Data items
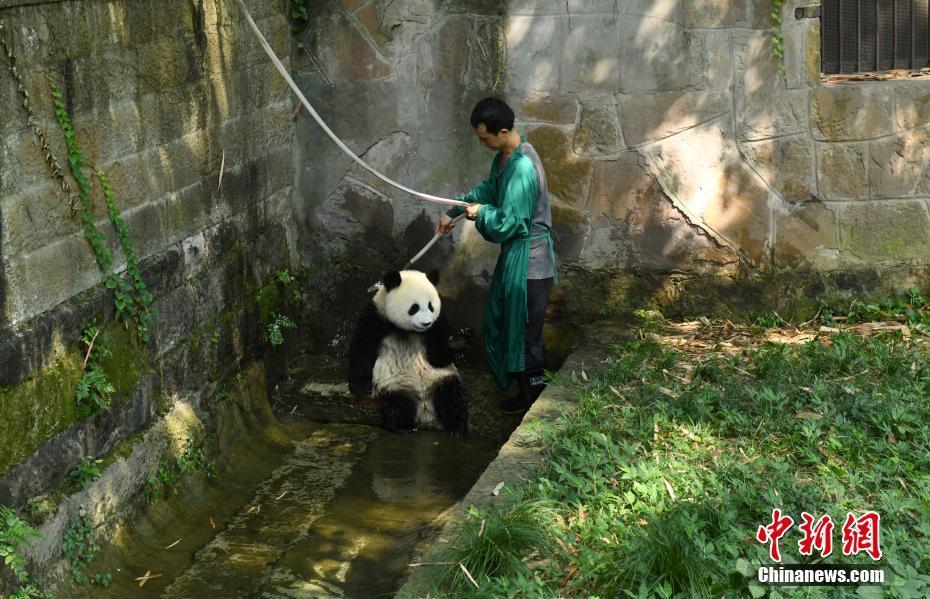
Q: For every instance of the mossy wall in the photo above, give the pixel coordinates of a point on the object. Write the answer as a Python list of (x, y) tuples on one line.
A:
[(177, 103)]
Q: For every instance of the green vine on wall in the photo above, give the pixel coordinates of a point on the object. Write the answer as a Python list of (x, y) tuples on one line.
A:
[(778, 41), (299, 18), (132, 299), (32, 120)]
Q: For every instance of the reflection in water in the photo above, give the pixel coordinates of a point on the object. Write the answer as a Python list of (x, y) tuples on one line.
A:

==

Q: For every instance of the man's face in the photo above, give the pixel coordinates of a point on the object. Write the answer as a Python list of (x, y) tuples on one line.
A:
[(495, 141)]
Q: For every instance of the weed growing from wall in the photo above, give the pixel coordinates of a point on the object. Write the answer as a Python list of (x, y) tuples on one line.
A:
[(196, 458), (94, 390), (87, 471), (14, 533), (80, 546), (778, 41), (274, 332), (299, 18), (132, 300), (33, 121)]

...

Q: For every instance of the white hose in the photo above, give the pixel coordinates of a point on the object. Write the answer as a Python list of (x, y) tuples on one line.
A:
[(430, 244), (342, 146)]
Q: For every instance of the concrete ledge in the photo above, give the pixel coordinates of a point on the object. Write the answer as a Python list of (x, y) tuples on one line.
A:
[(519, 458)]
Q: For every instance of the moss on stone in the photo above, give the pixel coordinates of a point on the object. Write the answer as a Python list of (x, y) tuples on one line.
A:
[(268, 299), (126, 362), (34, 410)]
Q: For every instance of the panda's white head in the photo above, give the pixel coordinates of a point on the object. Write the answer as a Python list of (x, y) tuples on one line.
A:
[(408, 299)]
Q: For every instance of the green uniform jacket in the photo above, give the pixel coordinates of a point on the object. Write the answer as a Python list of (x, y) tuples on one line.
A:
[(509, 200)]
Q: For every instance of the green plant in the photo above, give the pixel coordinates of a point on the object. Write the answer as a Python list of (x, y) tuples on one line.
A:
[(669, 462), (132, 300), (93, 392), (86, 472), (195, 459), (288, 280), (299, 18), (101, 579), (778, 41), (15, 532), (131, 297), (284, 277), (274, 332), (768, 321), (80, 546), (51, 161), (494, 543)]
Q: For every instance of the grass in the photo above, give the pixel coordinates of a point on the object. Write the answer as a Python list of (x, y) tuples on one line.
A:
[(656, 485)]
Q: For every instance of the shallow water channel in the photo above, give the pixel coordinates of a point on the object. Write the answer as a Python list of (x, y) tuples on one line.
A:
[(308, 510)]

**THE REQUEST**:
Please reproduce the lines of the listing above word for word, starting at the line that contains "Q: For every instance of the weed" and ending at the line that contains "300), (33, 121)]", including both of those lines.

**RESULT BELOW**:
Q: For every instance of the weed growing from wall in the photo above, give the pixel coordinates of a point on the object. Write the answer as a Python list of (x, y) tuples on one line.
A:
[(196, 458), (94, 390), (87, 471), (14, 533), (80, 546), (778, 41), (274, 332), (299, 18), (132, 300), (33, 121)]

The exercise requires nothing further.